## What to do
Below are some records: retype them all exactly, but not the pictures.

◆ ◆ ◆ ◆ ◆ ◆ ◆

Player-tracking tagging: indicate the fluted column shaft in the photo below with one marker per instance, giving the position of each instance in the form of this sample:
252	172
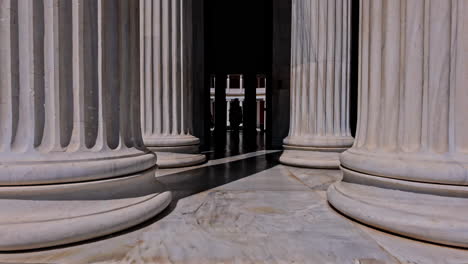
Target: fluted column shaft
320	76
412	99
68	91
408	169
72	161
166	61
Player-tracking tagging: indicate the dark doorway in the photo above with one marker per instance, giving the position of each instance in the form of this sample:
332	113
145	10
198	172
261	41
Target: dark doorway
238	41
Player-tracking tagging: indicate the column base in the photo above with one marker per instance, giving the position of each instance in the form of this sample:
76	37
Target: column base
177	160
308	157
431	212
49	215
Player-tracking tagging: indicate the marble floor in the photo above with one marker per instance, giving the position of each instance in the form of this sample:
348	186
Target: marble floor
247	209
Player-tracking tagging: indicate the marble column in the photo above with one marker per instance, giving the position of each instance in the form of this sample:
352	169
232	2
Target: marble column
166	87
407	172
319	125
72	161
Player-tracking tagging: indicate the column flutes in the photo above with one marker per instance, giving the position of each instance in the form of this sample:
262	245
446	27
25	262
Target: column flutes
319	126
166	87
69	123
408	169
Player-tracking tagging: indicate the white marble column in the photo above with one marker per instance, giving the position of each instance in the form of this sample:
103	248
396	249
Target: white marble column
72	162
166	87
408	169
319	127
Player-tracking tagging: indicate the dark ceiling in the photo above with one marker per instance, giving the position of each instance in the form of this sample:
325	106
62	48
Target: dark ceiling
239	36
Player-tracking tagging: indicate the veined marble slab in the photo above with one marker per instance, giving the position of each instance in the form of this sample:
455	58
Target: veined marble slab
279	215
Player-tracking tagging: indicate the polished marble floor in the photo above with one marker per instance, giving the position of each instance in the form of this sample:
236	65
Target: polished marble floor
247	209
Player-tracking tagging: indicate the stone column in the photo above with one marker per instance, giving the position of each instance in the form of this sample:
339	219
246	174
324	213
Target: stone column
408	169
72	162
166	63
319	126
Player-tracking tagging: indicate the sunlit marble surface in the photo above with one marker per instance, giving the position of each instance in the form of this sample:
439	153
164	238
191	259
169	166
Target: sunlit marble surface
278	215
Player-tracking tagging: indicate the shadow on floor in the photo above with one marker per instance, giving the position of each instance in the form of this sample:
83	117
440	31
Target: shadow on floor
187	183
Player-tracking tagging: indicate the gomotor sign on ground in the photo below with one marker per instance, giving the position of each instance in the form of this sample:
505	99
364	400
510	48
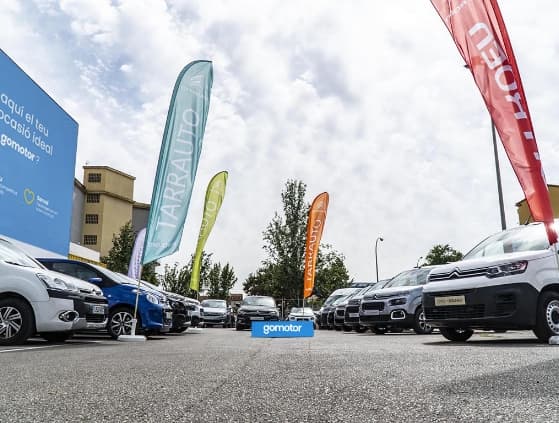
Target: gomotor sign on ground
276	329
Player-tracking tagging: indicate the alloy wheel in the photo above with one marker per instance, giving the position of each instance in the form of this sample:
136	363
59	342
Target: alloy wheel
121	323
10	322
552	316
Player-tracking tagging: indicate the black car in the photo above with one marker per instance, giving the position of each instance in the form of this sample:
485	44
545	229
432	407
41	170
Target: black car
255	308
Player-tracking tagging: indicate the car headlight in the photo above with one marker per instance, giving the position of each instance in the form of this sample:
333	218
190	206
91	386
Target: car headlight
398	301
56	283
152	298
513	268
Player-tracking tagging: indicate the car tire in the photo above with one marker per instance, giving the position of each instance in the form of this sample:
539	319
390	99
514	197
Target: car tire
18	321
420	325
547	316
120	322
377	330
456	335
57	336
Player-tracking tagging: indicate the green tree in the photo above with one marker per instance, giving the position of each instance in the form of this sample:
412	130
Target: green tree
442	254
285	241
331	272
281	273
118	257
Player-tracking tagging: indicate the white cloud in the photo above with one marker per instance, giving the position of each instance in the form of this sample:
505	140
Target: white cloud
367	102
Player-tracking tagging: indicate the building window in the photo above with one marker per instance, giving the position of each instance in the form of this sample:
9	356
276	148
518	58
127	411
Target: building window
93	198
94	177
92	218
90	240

◆ ◆ ◆ ◆ ◆ ◆ ◆

## Task output
Player-tracking tagging: indicate the fluted column shaft in the photo below with one marker per instance, giving the position of each instance in the form of this sample:
252	172
Target: fluted column shaft
320	76
412	99
68	91
408	169
72	161
166	61
Player-tracking tagging: indicate the dark doorway in the photo above with one marker per instance, giving the position of each instance in the form of this sample:
332	113
145	10
198	172
261	41
Target: dark doorway
238	41
Player-tracking tagging: indicate the column base in the photo above with one marker per instance, giving the position of each instance in the form of this sample:
76	37
Target: column base
177	160
308	157
431	212
49	215
Player-tracking tagging: indicate the marble floor in the photo above with one marker per instance, giving the position of each instance in the form of this sample:
348	186
Target: marble floor
247	209
Player-tracking tagging: indicate the marble column in the photo above with one marker per instance, giving the position of each instance in the form of this sample:
352	169
232	2
Target: marble column
166	87
407	172
319	125
72	161
Player-tracking tagging: indicate the column flutes in the photo above with one marker per instance, giving the position of each instance in the form of this sample:
262	245
446	27
25	262
Target: column flutes
319	126
166	87
69	123
408	169
Player-tracking tagging: indicate the white marble column in the photo above with one marker per instance, giving the position of each instance in the form of this sample:
103	248
396	249
Target: white marble column
72	162
166	87
408	169
319	127
Player-tracking tagging: indicate the dark ceiling in the photo above with one marker per instance, giving the position of each instance in the form of this sample:
325	106
62	48
Target: dark ceiling
239	36
Player-tracking tagging: indicate the veined marble slab in the photo above with one marker per instance, giving the position of each instance in the form of this sample:
455	58
Target: veined marble slab
279	215
Player-tracking tagging: indicate the polished marble floor in the photo above with one marker per instance, giving the position of each instance in the form of this sample:
236	65
Target: polished marble floor
247	209
Player-tracking tagging: indicate the stone column in the photo above with one marker per instance, giving the position of each instance in the form of this sample:
339	219
246	174
324	213
Target: stone column
408	169
72	162
166	63
319	126
Player-tracking tagging: indicate the sunlit marble surface in the photo above with one marker per instance, giving the position of each instance in the form of this sample:
439	153
164	238
191	259
169	166
Target: sunlit marble surface
278	215
Player-tracking tagging: indicate the shadow on floor in the photo above with one marker per instance, giving the position of each instance in the form of this sample:
83	117
440	31
Target: shadow on floor
187	183
Player-tracking tagging: indicate the gomotor sign on ground in the photo below with one marker per instance, giving the position of each instance in the form of this sample:
505	99
364	400
510	48
Target: gomotor sign on ground
276	329
Player-tracking tagging: indicate the alloy wheel in the photo above with one marker per instance, giving the position of each instance in the form of this sample:
136	363
59	342
Target: alloy wheel
121	323
10	322
552	316
Player-tracking tagging: indicate the black car in the photo above with one marker per instance, giving the position of each instance in the form of this sample:
485	44
545	229
432	407
41	170
Target: black car
255	308
Player-tracking tagging: indicate the car headlight in the photo above with one marker per instance, giving the position of each instance in the form of this sample:
333	218
190	206
91	386
Target: car headlight
398	301
56	283
152	298
513	268
Player-tracking tagging: indicate the car tire in the photo above with one marker per instance, giving the position of each instance in the form of this sample:
539	319
390	99
514	197
Target: car tire
18	321
420	325
547	316
120	322
377	330
456	335
57	336
Player-tracking tagging: indicate the green tree in the photo above with one marker per instance, giving the position of each instance in the form of this sample:
412	130
Target: green tree
442	254
285	241
331	272
281	273
118	257
Player-tracking tagging: indicate the white cloud in the photo above with one marker per instance, giving the position of each instance in the form of this sample:
505	140
Target: white cloud
367	102
Player-tracking tagging: indicate the building window in the photo above with one marker per instance, giving the position of each instance in the form of this sample:
9	356
276	148
518	58
127	411
Target: building window
93	198
94	177
92	218
90	240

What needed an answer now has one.